→ **REQUIRED TASK**
Find each line in the records below that contains the string "black", and copy those lines out in full.

= = =

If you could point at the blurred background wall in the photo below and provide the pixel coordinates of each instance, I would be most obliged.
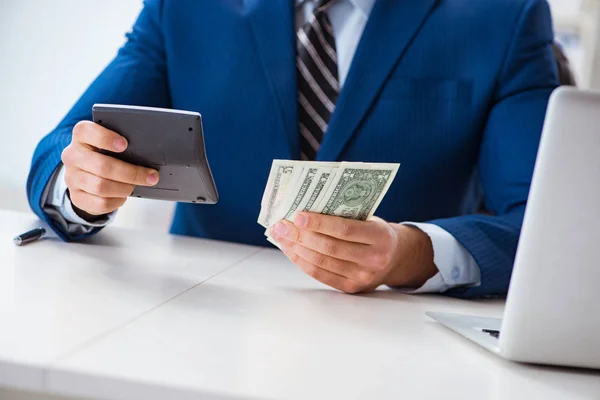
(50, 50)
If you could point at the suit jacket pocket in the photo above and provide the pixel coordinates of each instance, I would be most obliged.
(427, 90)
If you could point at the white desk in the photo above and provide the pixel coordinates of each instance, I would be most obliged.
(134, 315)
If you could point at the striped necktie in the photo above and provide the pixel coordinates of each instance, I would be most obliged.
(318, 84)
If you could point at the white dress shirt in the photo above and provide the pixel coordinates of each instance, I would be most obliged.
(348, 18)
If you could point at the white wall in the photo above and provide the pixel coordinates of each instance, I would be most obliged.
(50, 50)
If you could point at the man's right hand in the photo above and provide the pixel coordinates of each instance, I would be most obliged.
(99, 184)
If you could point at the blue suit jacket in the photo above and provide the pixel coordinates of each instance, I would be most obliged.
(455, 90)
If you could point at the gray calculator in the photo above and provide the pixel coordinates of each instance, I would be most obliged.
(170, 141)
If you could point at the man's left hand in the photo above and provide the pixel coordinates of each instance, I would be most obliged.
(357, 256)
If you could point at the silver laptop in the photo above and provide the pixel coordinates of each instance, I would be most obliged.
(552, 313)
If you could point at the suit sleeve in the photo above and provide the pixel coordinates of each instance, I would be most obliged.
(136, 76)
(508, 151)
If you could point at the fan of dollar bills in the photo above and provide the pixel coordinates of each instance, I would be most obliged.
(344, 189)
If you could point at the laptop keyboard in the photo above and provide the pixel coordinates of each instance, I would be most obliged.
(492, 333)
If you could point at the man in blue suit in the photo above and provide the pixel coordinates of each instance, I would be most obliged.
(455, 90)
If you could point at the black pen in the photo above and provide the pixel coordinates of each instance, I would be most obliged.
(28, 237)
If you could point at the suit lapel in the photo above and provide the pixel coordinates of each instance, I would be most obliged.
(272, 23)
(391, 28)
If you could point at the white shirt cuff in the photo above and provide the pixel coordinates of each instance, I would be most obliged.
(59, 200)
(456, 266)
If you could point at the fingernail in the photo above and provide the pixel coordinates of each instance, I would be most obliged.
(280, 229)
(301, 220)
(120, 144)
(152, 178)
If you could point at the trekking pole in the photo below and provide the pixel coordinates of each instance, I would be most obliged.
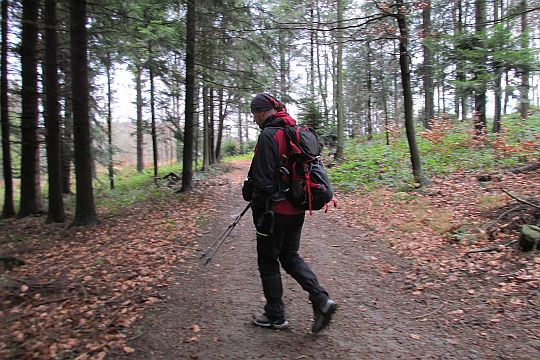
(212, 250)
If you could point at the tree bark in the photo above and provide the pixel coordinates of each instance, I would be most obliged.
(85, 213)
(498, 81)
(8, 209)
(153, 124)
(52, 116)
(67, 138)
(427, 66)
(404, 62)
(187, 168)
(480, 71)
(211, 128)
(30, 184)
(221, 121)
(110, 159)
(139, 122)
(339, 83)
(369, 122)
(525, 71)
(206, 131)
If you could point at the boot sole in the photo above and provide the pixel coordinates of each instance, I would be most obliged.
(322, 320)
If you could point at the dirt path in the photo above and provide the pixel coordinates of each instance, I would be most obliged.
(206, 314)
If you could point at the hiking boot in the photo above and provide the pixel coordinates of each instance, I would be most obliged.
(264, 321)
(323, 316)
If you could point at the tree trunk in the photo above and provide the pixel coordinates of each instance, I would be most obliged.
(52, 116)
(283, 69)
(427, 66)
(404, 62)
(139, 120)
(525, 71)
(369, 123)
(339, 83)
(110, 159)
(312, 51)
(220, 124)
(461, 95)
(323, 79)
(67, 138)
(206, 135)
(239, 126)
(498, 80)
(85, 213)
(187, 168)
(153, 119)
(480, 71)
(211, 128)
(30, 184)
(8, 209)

= = =

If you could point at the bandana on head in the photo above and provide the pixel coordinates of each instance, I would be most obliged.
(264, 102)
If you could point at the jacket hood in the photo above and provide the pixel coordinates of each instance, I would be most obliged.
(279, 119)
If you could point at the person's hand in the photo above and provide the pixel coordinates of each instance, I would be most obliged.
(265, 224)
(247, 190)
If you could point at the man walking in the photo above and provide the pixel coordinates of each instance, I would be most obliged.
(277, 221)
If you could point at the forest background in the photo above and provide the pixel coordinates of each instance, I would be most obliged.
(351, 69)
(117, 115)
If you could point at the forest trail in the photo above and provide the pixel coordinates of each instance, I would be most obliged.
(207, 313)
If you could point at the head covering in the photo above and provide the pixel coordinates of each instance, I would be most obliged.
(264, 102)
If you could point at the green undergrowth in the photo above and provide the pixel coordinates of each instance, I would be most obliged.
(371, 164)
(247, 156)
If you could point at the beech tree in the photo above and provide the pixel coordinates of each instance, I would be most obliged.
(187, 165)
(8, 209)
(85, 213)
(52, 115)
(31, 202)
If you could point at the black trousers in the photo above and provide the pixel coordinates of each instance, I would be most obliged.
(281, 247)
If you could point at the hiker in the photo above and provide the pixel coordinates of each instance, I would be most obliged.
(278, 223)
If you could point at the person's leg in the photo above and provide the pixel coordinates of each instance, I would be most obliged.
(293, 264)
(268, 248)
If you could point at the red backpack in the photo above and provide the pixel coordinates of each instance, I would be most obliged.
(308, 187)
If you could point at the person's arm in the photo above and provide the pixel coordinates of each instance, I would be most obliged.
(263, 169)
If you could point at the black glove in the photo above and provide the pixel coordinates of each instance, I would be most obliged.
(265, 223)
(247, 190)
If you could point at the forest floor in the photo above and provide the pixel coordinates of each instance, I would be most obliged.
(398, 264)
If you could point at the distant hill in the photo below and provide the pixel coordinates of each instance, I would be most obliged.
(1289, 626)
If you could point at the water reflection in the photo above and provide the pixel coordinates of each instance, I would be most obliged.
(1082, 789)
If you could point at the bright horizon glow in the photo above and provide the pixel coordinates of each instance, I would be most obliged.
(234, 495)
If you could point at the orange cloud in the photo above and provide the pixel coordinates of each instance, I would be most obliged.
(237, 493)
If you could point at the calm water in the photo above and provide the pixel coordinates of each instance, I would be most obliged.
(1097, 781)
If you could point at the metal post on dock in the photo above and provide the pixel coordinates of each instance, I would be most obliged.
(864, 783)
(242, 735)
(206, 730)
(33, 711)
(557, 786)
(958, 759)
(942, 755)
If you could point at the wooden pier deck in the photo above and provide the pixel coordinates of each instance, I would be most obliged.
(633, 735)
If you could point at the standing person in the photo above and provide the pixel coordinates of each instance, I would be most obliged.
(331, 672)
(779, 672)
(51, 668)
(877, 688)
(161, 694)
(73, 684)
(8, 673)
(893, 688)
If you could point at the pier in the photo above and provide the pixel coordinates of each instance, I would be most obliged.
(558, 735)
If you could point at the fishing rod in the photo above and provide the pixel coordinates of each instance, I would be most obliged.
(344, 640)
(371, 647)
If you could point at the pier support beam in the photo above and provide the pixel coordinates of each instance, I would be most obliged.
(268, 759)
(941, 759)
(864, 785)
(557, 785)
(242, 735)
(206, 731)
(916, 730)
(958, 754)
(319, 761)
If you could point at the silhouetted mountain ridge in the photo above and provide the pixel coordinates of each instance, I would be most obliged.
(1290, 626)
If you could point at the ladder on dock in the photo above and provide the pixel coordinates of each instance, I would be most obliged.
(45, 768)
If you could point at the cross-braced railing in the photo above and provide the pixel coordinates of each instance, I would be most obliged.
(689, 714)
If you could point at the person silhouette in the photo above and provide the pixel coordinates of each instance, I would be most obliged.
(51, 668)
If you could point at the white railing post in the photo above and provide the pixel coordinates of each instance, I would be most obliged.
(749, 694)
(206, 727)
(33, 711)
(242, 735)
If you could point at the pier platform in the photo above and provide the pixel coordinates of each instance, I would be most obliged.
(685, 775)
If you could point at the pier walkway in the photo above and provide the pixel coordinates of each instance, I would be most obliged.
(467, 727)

= = =

→ **TASK ANSWER**
If you could point at the black pen in the photo above and provide the pixel coordinates of each instance, I would be most obliged.
If you could point at the black trousers in the photo above and provide the pixel coordinates of each instance, I would be most obliged.
If you could point at the black glove in the photo above and provide the pixel coordinates of each instance, I would be most obliged.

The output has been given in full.